● **Supplied records**:
---

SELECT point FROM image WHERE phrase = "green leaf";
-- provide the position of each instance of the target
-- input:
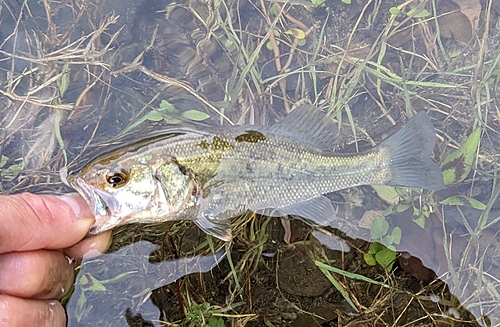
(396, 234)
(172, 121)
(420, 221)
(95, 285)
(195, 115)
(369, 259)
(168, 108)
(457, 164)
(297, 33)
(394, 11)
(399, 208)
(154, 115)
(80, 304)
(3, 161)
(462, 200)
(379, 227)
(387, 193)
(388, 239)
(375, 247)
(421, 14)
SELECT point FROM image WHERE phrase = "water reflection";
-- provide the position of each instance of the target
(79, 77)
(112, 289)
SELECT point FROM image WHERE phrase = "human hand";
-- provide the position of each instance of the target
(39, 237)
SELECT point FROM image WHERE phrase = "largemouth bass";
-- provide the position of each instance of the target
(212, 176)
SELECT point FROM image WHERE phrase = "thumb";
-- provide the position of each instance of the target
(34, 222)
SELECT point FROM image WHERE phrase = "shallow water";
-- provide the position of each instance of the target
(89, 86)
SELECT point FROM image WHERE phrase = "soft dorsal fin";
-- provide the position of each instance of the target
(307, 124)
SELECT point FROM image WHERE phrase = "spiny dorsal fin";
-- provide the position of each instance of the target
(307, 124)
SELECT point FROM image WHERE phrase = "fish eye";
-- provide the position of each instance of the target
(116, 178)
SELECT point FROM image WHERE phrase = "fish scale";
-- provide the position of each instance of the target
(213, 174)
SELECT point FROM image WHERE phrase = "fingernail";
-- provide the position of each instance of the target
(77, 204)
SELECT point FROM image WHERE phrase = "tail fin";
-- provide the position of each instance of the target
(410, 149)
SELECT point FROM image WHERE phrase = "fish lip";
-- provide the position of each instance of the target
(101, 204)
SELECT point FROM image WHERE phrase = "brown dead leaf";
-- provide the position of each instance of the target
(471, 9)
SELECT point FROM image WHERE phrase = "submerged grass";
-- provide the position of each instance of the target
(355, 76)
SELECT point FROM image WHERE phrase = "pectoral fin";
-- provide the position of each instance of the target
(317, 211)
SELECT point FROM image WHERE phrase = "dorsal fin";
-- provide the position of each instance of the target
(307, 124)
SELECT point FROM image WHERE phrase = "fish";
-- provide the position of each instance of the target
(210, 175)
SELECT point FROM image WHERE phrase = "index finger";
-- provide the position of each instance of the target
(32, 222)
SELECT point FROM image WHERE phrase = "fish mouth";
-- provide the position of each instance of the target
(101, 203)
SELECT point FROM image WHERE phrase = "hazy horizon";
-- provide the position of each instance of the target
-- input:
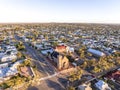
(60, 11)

---

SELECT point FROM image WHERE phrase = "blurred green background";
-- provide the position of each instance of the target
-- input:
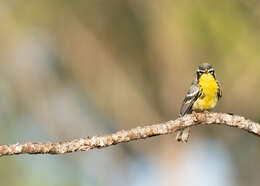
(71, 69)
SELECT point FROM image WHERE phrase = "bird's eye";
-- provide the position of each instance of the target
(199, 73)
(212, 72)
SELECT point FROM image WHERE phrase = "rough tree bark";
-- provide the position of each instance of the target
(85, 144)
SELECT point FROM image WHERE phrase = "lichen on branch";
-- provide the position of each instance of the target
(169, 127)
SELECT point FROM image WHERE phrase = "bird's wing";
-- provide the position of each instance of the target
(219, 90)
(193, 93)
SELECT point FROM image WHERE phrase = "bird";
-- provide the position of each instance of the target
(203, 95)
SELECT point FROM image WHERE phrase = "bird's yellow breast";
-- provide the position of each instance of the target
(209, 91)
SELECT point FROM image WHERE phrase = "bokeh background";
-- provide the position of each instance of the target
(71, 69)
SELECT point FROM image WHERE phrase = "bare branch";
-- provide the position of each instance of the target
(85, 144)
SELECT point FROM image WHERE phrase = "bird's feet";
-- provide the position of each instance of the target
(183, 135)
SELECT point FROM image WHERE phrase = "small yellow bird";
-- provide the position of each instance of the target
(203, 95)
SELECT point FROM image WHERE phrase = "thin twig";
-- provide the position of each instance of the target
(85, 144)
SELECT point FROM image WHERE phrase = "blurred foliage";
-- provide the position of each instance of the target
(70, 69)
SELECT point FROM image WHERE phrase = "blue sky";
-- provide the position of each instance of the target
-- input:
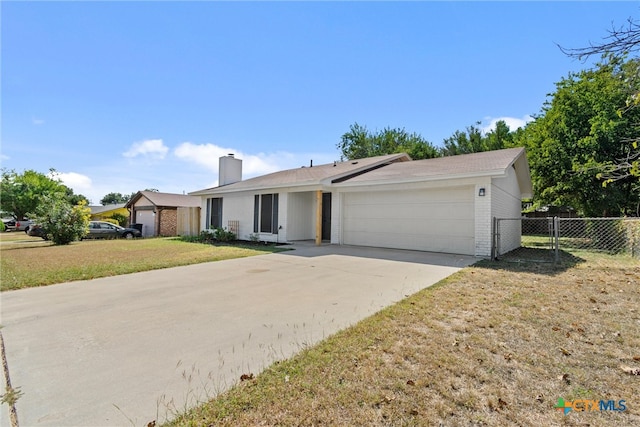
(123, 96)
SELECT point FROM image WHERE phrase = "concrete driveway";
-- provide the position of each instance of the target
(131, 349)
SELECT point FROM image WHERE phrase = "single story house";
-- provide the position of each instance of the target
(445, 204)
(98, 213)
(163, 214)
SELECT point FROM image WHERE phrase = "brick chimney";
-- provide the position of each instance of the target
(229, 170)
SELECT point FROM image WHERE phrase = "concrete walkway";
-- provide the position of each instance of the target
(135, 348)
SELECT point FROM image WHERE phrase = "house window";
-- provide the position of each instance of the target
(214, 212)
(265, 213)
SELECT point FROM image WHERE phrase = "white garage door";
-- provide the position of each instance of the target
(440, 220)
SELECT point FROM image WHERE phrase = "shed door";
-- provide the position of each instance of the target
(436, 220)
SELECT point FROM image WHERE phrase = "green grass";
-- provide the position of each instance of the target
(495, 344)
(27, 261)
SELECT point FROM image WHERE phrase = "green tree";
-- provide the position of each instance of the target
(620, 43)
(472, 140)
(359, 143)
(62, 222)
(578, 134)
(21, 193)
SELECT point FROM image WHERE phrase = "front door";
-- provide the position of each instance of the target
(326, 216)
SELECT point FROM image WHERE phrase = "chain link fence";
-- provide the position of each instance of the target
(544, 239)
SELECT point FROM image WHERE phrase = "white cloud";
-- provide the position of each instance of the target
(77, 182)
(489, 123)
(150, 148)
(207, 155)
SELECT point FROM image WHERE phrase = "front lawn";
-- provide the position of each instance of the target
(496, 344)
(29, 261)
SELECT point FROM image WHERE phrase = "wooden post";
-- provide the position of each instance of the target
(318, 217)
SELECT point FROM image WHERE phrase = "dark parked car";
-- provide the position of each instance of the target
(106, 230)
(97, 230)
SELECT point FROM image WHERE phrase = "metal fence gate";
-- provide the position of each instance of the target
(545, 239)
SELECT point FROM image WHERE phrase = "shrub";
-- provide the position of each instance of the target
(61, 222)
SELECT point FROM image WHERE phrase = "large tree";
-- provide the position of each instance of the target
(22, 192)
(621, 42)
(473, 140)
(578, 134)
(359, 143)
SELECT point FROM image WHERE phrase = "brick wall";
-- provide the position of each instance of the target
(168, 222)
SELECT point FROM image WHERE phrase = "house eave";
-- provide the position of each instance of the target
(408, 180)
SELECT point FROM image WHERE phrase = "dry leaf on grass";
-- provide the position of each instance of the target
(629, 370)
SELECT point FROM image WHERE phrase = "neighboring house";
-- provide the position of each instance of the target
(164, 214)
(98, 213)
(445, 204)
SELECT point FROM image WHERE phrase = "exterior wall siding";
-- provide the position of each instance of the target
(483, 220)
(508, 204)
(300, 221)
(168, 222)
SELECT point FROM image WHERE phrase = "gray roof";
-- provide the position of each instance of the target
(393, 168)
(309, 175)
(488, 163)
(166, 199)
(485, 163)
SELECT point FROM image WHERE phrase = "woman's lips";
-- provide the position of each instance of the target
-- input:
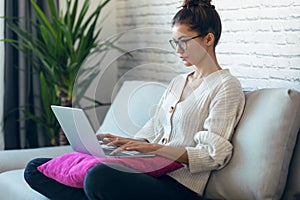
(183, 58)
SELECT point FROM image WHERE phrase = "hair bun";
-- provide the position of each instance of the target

---

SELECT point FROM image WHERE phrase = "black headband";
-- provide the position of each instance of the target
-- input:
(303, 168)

---

● **To do**: Please count the lines above that contain the word "house", and reply with the number alone.

● **Final result**: 4